Another reason why Philippians 2:6 is difficult is the following statement: “He thought it not robbery to be equal with God.” This is a statement that somehow manages to mean nothing, or almost nothing, to many believers.

Here are two facts about Paul’s statement: First, the word robbery is the Greek word “harpagmos,” which refers to the action of snatching at something, or you could say seizing something, or grasping something. This could include the idea of “theft” in the sense of snatching something that is not one’s own, but the word doesn’t demand this connotation, since the verb form of the word is used of  the rapture in 1 Thessalonians 4:17: “caught up.” No one is going to accuse the Lord of stealing people when he catches them up to be with Him forever! They are His people. The best way to translate “harpagmos” is “a thing to be grasped or seized.”

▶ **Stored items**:
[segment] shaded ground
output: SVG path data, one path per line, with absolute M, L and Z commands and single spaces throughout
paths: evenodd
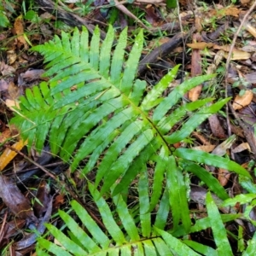
M 32 46 L 49 41 L 55 34 L 60 35 L 61 30 L 71 32 L 73 26 L 85 26 L 92 32 L 98 25 L 104 38 L 108 23 L 113 25 L 118 33 L 128 26 L 131 44 L 133 35 L 143 27 L 145 48 L 138 76 L 148 86 L 154 86 L 169 69 L 181 64 L 181 72 L 172 86 L 188 77 L 218 74 L 214 83 L 201 84 L 189 91 L 187 100 L 231 97 L 227 109 L 212 115 L 183 145 L 175 146 L 213 151 L 218 155 L 226 154 L 253 174 L 256 15 L 255 10 L 249 12 L 253 3 L 244 0 L 232 5 L 228 1 L 180 1 L 178 10 L 166 8 L 162 1 L 124 4 L 104 0 L 87 3 L 60 2 L 58 5 L 49 0 L 30 3 L 3 1 L 1 4 L 5 10 L 3 15 L 5 20 L 0 23 L 3 26 L 0 26 L 1 248 L 16 251 L 17 255 L 29 255 L 34 248 L 35 236 L 26 233 L 26 229 L 34 225 L 43 233 L 43 223 L 49 222 L 58 208 L 66 206 L 67 196 L 82 198 L 84 186 L 84 181 L 79 180 L 77 173 L 71 174 L 65 163 L 53 158 L 47 146 L 42 155 L 33 149 L 28 153 L 26 143 L 20 140 L 18 131 L 9 124 L 12 112 L 15 111 L 12 107 L 17 106 L 18 98 L 26 88 L 47 79 L 41 76 L 45 68 L 44 60 L 30 52 Z M 242 29 L 239 32 L 241 24 Z M 55 174 L 47 173 L 48 169 Z M 231 197 L 245 192 L 236 177 L 227 170 L 209 167 L 209 171 L 214 172 Z M 73 183 L 76 183 L 75 189 Z M 61 186 L 66 188 L 65 192 L 60 189 Z M 195 178 L 190 207 L 198 218 L 205 214 L 205 207 L 200 200 L 206 193 Z M 93 207 L 87 207 L 88 211 L 93 211 Z M 236 210 L 244 211 L 239 205 Z M 254 214 L 252 211 L 252 218 Z M 242 225 L 243 238 L 247 241 L 255 228 L 250 223 Z M 238 236 L 236 223 L 229 223 L 226 229 Z M 239 251 L 237 240 L 234 236 L 230 239 L 235 253 Z M 210 230 L 194 233 L 191 240 L 212 245 Z

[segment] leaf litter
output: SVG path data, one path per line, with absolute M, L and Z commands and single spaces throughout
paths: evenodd
M 190 1 L 183 0 L 179 2 L 179 19 L 177 19 L 177 15 L 173 11 L 166 11 L 164 1 L 148 1 L 147 3 L 136 1 L 131 3 L 132 7 L 137 9 L 137 12 L 144 11 L 146 13 L 145 20 L 138 18 L 137 16 L 137 13 L 133 14 L 125 7 L 126 5 L 118 5 L 116 3 L 116 8 L 119 11 L 117 15 L 115 15 L 116 20 L 114 22 L 116 26 L 124 27 L 125 26 L 129 26 L 131 32 L 136 28 L 136 26 L 143 26 L 146 31 L 148 30 L 148 38 L 145 38 L 147 49 L 143 51 L 144 56 L 143 57 L 144 59 L 141 61 L 139 75 L 151 86 L 156 84 L 163 74 L 166 73 L 166 70 L 177 63 L 183 64 L 183 72 L 188 72 L 192 77 L 205 73 L 206 70 L 207 70 L 207 73 L 218 73 L 223 74 L 223 63 L 225 61 L 224 58 L 228 58 L 228 54 L 231 49 L 230 59 L 233 61 L 230 62 L 229 69 L 226 71 L 229 81 L 228 87 L 224 88 L 224 84 L 221 80 L 218 82 L 218 86 L 216 87 L 210 81 L 189 91 L 187 96 L 188 98 L 185 100 L 195 101 L 198 98 L 204 98 L 209 95 L 218 98 L 221 96 L 221 90 L 227 90 L 227 94 L 231 97 L 232 102 L 230 107 L 233 108 L 236 116 L 230 115 L 227 119 L 223 113 L 211 116 L 207 122 L 198 128 L 197 132 L 199 136 L 192 135 L 193 146 L 199 150 L 206 152 L 213 150 L 212 154 L 218 152 L 217 154 L 219 154 L 219 151 L 221 151 L 221 154 L 229 154 L 241 165 L 247 164 L 253 160 L 252 155 L 256 154 L 253 147 L 254 145 L 254 148 L 256 148 L 254 127 L 256 123 L 254 90 L 256 86 L 255 14 L 253 13 L 249 17 L 250 19 L 247 19 L 244 23 L 244 30 L 241 31 L 241 35 L 238 35 L 236 44 L 233 49 L 230 48 L 230 40 L 235 35 L 234 31 L 236 31 L 238 25 L 241 24 L 241 18 L 249 9 L 250 1 L 241 1 L 241 6 L 239 4 L 224 6 L 218 3 L 216 3 L 214 5 L 205 3 L 204 6 L 197 6 L 196 4 L 199 3 L 195 3 L 195 10 Z M 49 1 L 49 3 L 50 3 L 51 2 Z M 60 10 L 58 15 L 62 14 L 63 15 L 64 14 L 64 16 L 67 15 L 63 12 L 63 7 L 71 10 L 71 15 L 73 15 L 73 20 L 71 19 L 73 22 L 70 21 L 70 19 L 67 21 L 67 26 L 71 27 L 74 26 L 80 26 L 81 24 L 86 26 L 87 23 L 84 20 L 87 20 L 89 17 L 94 17 L 91 24 L 93 26 L 100 24 L 103 37 L 107 30 L 104 22 L 107 23 L 108 21 L 107 18 L 108 14 L 104 6 L 109 3 L 108 1 L 93 1 L 87 12 L 85 11 L 84 13 L 82 13 L 80 6 L 76 5 L 76 1 L 74 3 L 63 3 L 64 6 L 58 5 L 56 8 Z M 51 187 L 51 189 L 47 188 L 48 184 L 45 183 L 45 180 L 49 179 L 49 177 L 43 176 L 42 173 L 39 177 L 32 177 L 34 174 L 28 175 L 27 177 L 22 178 L 20 185 L 20 183 L 18 183 L 18 178 L 16 178 L 16 174 L 14 172 L 9 172 L 14 166 L 16 171 L 19 171 L 19 168 L 17 169 L 16 167 L 24 160 L 17 152 L 14 152 L 9 148 L 4 148 L 4 144 L 11 145 L 17 151 L 22 151 L 29 157 L 33 157 L 30 155 L 31 152 L 28 152 L 26 148 L 22 149 L 26 143 L 19 139 L 17 134 L 14 134 L 11 131 L 9 120 L 11 117 L 11 111 L 15 109 L 13 107 L 15 107 L 16 110 L 19 108 L 16 100 L 20 95 L 24 94 L 26 88 L 32 87 L 33 84 L 38 84 L 44 80 L 41 77 L 44 69 L 43 60 L 39 55 L 31 54 L 28 51 L 31 45 L 38 45 L 47 42 L 51 38 L 52 35 L 60 34 L 61 29 L 67 29 L 67 27 L 63 22 L 61 23 L 61 17 L 58 15 L 55 17 L 44 12 L 44 6 L 41 6 L 40 13 L 34 13 L 34 17 L 32 17 L 32 19 L 27 19 L 26 15 L 21 15 L 21 7 L 19 4 L 13 4 L 12 6 L 14 10 L 20 15 L 18 15 L 18 17 L 14 19 L 11 9 L 8 9 L 7 17 L 13 25 L 13 30 L 7 26 L 3 31 L 0 32 L 0 44 L 3 44 L 5 51 L 5 56 L 2 56 L 0 59 L 0 93 L 2 100 L 0 117 L 3 123 L 1 125 L 3 127 L 1 131 L 3 133 L 0 135 L 2 147 L 0 168 L 3 171 L 0 176 L 0 197 L 3 200 L 1 207 L 5 208 L 5 211 L 3 212 L 6 214 L 9 211 L 13 219 L 9 218 L 8 219 L 5 218 L 5 223 L 2 223 L 3 228 L 1 237 L 8 241 L 8 242 L 15 239 L 16 241 L 15 243 L 15 250 L 20 250 L 34 244 L 36 236 L 34 234 L 25 236 L 23 238 L 21 236 L 14 236 L 14 230 L 26 229 L 31 224 L 39 233 L 44 233 L 44 223 L 49 221 L 52 213 L 52 204 L 55 203 L 55 211 L 62 204 L 67 203 L 67 198 L 60 191 L 53 189 L 53 187 Z M 199 14 L 196 19 L 193 18 L 193 11 L 196 11 L 196 14 Z M 129 20 L 125 15 L 127 15 Z M 38 19 L 38 17 L 39 17 L 38 22 L 40 22 L 41 31 L 36 31 L 35 29 L 38 24 L 33 18 Z M 81 17 L 84 17 L 84 20 L 83 20 Z M 57 21 L 60 19 L 59 26 L 54 25 L 56 21 L 55 19 Z M 152 25 L 151 27 L 149 27 L 148 23 Z M 183 33 L 180 31 L 180 27 L 183 27 L 184 31 L 185 26 L 190 28 L 194 25 L 195 26 L 195 31 L 190 30 L 188 35 L 185 34 L 186 32 Z M 88 27 L 92 29 L 90 26 L 88 25 Z M 70 27 L 67 26 L 67 29 L 70 29 Z M 166 41 L 161 42 L 162 37 L 160 37 L 156 32 L 167 34 L 167 38 L 165 38 Z M 178 34 L 179 32 L 181 33 Z M 190 36 L 190 33 L 192 33 L 192 36 Z M 176 38 L 173 37 L 174 34 L 177 34 Z M 186 44 L 182 45 L 184 38 L 186 39 Z M 151 39 L 155 40 L 154 46 L 150 44 Z M 150 65 L 146 65 L 145 63 L 150 63 Z M 183 79 L 183 77 L 181 75 L 179 79 Z M 175 84 L 178 84 L 179 81 L 174 81 L 173 84 L 170 84 L 170 87 L 177 86 L 177 84 L 174 85 Z M 230 110 L 230 112 L 231 110 Z M 238 119 L 239 121 L 237 121 Z M 244 128 L 245 126 L 241 125 L 241 122 L 245 124 L 247 130 Z M 229 134 L 229 131 L 231 131 L 231 134 L 235 133 L 237 139 L 236 142 L 232 142 L 232 145 L 227 147 L 225 142 L 231 136 L 231 134 Z M 248 139 L 248 137 L 251 139 Z M 183 142 L 176 146 L 177 148 L 187 147 L 188 143 Z M 11 156 L 10 152 L 12 152 Z M 43 158 L 47 157 L 44 156 Z M 38 162 L 38 159 L 40 157 L 35 156 L 34 160 Z M 40 162 L 39 160 L 39 165 L 43 166 L 44 165 L 52 165 L 52 166 L 55 167 L 55 163 L 56 159 L 51 159 L 45 162 Z M 27 163 L 26 165 L 26 169 L 35 168 L 32 165 L 27 165 Z M 54 167 L 49 166 L 51 170 Z M 22 167 L 20 169 L 22 172 Z M 26 170 L 26 168 L 24 169 Z M 209 171 L 211 172 L 211 169 Z M 221 168 L 212 172 L 212 175 L 218 177 L 222 186 L 230 189 L 231 195 L 243 193 L 243 189 L 237 183 L 237 179 L 230 173 Z M 10 177 L 7 177 L 7 174 L 9 173 L 11 173 Z M 26 172 L 24 172 L 24 173 L 26 173 Z M 38 175 L 38 172 L 31 173 Z M 224 179 L 222 178 L 223 177 L 224 177 Z M 32 178 L 31 179 L 31 177 Z M 39 179 L 43 179 L 44 182 L 39 183 Z M 77 180 L 77 177 L 70 177 L 68 181 L 66 180 L 66 183 L 73 186 L 75 189 L 81 189 L 84 186 L 83 183 L 77 186 L 73 182 L 74 180 Z M 197 183 L 197 181 L 195 181 L 195 183 Z M 37 195 L 32 194 L 32 190 L 28 189 L 28 185 L 38 191 Z M 196 183 L 196 186 L 200 185 Z M 193 188 L 195 189 L 192 186 Z M 203 190 L 202 187 L 200 187 L 200 189 L 201 190 L 198 189 L 196 193 L 195 189 L 192 189 L 191 198 L 197 202 L 196 209 L 203 212 L 206 211 L 205 198 L 207 191 Z M 53 198 L 52 195 L 55 193 L 58 195 L 55 198 Z M 29 195 L 33 195 L 33 196 Z M 199 197 L 203 197 L 203 201 L 201 201 Z M 37 200 L 34 204 L 32 204 L 32 199 L 35 198 Z M 193 207 L 191 206 L 191 207 Z M 226 211 L 226 209 L 219 209 L 224 212 Z M 236 212 L 236 209 L 233 209 L 233 211 Z M 241 207 L 239 207 L 238 211 L 242 212 L 243 210 Z M 4 218 L 3 218 L 3 219 Z M 244 224 L 243 226 L 245 227 Z M 234 227 L 229 226 L 230 230 L 232 230 L 232 228 Z M 250 231 L 249 230 L 247 230 L 247 234 L 251 233 L 252 230 L 255 231 L 254 227 L 250 227 Z M 206 234 L 206 236 L 208 235 Z M 209 236 L 208 237 L 211 238 Z M 18 241 L 19 239 L 20 241 Z M 2 247 L 6 245 L 6 241 L 1 244 Z M 234 251 L 236 251 L 236 245 L 235 243 L 233 245 L 235 247 Z M 32 250 L 32 247 L 26 253 Z

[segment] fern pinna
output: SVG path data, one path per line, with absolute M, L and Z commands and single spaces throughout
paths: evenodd
M 12 123 L 20 128 L 29 147 L 34 145 L 40 151 L 47 140 L 52 153 L 70 162 L 73 171 L 79 169 L 85 175 L 96 170 L 94 182 L 96 188 L 101 183 L 100 195 L 110 189 L 113 196 L 126 189 L 139 173 L 147 172 L 150 161 L 154 172 L 148 211 L 154 208 L 163 185 L 166 185 L 173 230 L 181 222 L 188 231 L 191 221 L 183 171 L 198 176 L 221 199 L 228 198 L 224 189 L 196 163 L 250 177 L 241 166 L 227 159 L 172 147 L 229 99 L 207 104 L 214 99 L 207 98 L 177 107 L 188 90 L 213 76 L 193 78 L 163 96 L 178 66 L 151 90 L 146 90 L 146 82 L 136 79 L 143 32 L 136 37 L 127 60 L 127 30 L 120 33 L 114 50 L 113 42 L 114 32 L 109 26 L 102 43 L 99 29 L 89 43 L 84 28 L 82 32 L 74 29 L 72 37 L 62 32 L 61 38 L 55 36 L 53 41 L 34 47 L 44 56 L 48 63 L 44 76 L 50 79 L 26 90 Z M 183 120 L 179 130 L 171 132 L 187 112 L 193 114 Z

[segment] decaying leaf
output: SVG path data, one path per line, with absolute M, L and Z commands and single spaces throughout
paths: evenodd
M 17 150 L 20 150 L 25 145 L 26 145 L 26 143 L 27 142 L 20 140 L 18 143 L 15 143 L 12 147 Z M 3 171 L 4 167 L 16 156 L 16 152 L 9 148 L 5 148 L 5 150 L 0 156 L 0 171 Z
M 233 153 L 239 153 L 239 152 L 241 152 L 243 150 L 249 150 L 249 151 L 251 151 L 251 147 L 248 144 L 248 143 L 242 143 L 239 144 L 232 151 L 233 151 Z
M 197 42 L 197 43 L 187 44 L 187 46 L 189 46 L 192 49 L 203 49 L 205 48 L 212 48 L 214 45 L 215 45 L 215 44 L 206 43 L 206 42 Z
M 23 20 L 22 20 L 22 15 L 20 15 L 16 18 L 14 25 L 14 30 L 18 36 L 18 41 L 24 45 L 25 49 L 28 48 L 28 45 L 25 40 L 24 38 L 24 27 L 23 27 Z
M 237 95 L 234 100 L 232 107 L 235 110 L 241 109 L 249 105 L 253 98 L 253 92 L 251 90 L 247 90 L 243 96 Z
M 218 172 L 218 179 L 222 186 L 225 186 L 229 182 L 231 172 L 226 169 L 219 168 Z
M 214 137 L 218 138 L 224 138 L 226 137 L 225 131 L 224 131 L 219 119 L 218 118 L 218 115 L 216 113 L 211 115 L 208 118 L 209 125 L 212 130 L 212 132 L 213 133 Z
M 204 152 L 212 152 L 215 148 L 216 145 L 202 145 L 192 148 L 195 150 L 202 150 Z
M 224 57 L 227 58 L 228 57 L 228 53 L 224 54 Z M 234 49 L 232 51 L 232 55 L 231 55 L 231 59 L 232 61 L 236 61 L 236 60 L 247 60 L 251 57 L 251 54 L 249 52 L 246 52 L 244 50 L 241 50 L 241 49 Z
M 226 154 L 227 149 L 230 148 L 232 144 L 235 143 L 236 139 L 236 136 L 234 134 L 228 137 L 224 142 L 219 144 L 218 147 L 214 148 L 212 154 L 223 156 Z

▶ **Instructions**:
1 > Copy the text on Philippians 2:6 word for word from "Another reason why" to "to many believers.".
2 > Summarize the text on Philippians 2:6 in two sentences.

▶ **Responses**:
1 >
Another reason why Philippians 2:6 is difficult is the following statement: “He thought it not robbery to be equal with God.” This is a statement that somehow manages to mean nothing, or almost nothing, to many believers.

2 > The statement in Philippians 2:6 that "He thought it not robbery to be equal with God" means nothing, or almost nothing, to many believers. The word "robbery" is the Greek "harpagmos," which refers to snatching, seizing, or grasping and does not demand the idea of theft, since its verb form is used for "caught up" in 1 Thessalonians 4:17, so it is best translated "a thing to be grasped or seized."